» Set problem 1:
In the AnyLogic presentations text, how is the embedded presentation shape drawn?
» Set problem 2:
Reproduce the part of the AnyLogic presentations text that starts with "The presentation of a container object can, in" and goes on through "of the container.".

» Extract provided:
········
AnyLogic presentations are associated with model components — agents — and are composed according to the model hierarchy. You develop presentations in a modular way, separately for each object. They can be incorporated into any higher-level presentation scene associated with a container object. When you create an embedded object, its presentation automatically appears on the presentation of a container object. This is called the embedded presentation shape and is drawn as a rectangle showing the content of the presentation of the embedded object. You can move and rotate an embedded presentation shape in the presentation editor, or you can assign expressions to necessary properties to allow a model to move, scale, and rotate an embedded presentation shape at runtime.
Motion of a shape in an embedded presentation is a composition of its motion defined in an embedded object and the motion of an embedded presentation shape defined in a container object.
The presentation of a container object can, in its turn, be embedded somewhere else, and so on to any desired level. This way, you can construct very complex presentations in a modular way, developing individual pictures independently one from another.
Position and size of an embedded presentation on a container presentation can be changed dynamically. This can be defined in two ways:
- You can assign expressions to the properties of the presentation developed for the class of the embedded object, or
- You can assign expressions to properties of the embedded presentation shape on the presentation diagram of the container.
········
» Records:
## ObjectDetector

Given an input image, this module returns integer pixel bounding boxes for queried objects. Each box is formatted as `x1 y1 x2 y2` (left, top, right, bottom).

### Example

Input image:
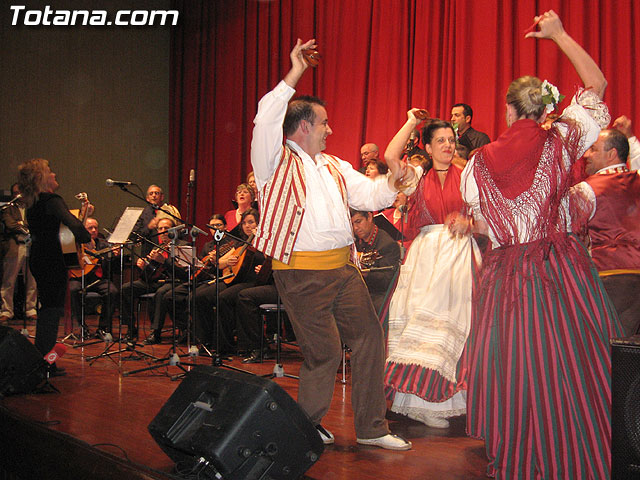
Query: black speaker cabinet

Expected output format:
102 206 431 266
0 326 47 395
149 366 324 480
611 335 640 480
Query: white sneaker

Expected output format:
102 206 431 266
316 425 336 445
420 417 449 428
356 433 411 450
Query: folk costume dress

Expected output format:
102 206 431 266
462 91 621 479
385 165 480 422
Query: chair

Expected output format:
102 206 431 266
259 303 298 363
136 292 156 331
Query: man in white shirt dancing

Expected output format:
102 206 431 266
251 40 411 450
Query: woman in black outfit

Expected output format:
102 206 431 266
18 158 91 373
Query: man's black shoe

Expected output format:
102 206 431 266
142 330 162 345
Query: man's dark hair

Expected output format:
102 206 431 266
282 95 325 136
604 129 629 162
451 103 473 123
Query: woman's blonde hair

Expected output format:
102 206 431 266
507 75 546 120
18 158 49 208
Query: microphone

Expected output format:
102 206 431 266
44 343 67 365
191 225 209 238
167 223 186 238
104 178 133 187
398 205 409 223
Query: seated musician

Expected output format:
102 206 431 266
351 210 400 314
149 213 233 345
224 183 256 232
195 208 264 354
122 218 187 341
69 217 119 339
133 185 182 255
382 192 418 250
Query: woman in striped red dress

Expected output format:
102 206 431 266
462 11 621 479
385 114 479 428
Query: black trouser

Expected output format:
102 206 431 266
69 275 118 331
122 279 162 331
602 273 640 337
236 285 278 351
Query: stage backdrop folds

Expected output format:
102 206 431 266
170 0 640 232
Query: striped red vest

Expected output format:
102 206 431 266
254 145 348 264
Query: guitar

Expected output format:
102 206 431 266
58 192 95 275
142 243 167 282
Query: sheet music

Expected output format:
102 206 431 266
107 207 144 243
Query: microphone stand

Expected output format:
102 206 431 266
87 232 161 365
400 204 409 263
122 225 196 377
208 230 255 375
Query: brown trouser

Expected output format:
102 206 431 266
274 265 389 438
602 273 640 337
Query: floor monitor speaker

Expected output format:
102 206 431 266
149 366 324 480
611 335 640 480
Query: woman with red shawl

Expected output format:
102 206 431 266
453 11 621 479
384 114 479 428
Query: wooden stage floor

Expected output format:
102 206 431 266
0 317 486 480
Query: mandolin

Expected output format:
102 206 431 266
222 233 254 285
191 242 238 280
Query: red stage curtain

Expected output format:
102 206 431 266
169 0 640 232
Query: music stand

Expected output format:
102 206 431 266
122 225 196 377
87 207 157 367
········
» Task answer 1:
As a rectangle showing the content of the presentation of the embedded object.

» Task answer 2:
The presentation of a container object can, in its turn, be embedded somewhere else, and so on to any desired level. This way, you can construct very complex presentations in a modular way, developing individual pictures independently one from another.
Position and size of an embedded presentation on a container presentation can be changed dynamically. This can be defined in two ways:
- You can assign expressions to the properties of the presentation developed for the class of the embedded object, or
- You can assign expressions to properties of the embedded presentation shape on the presentation diagram of the container.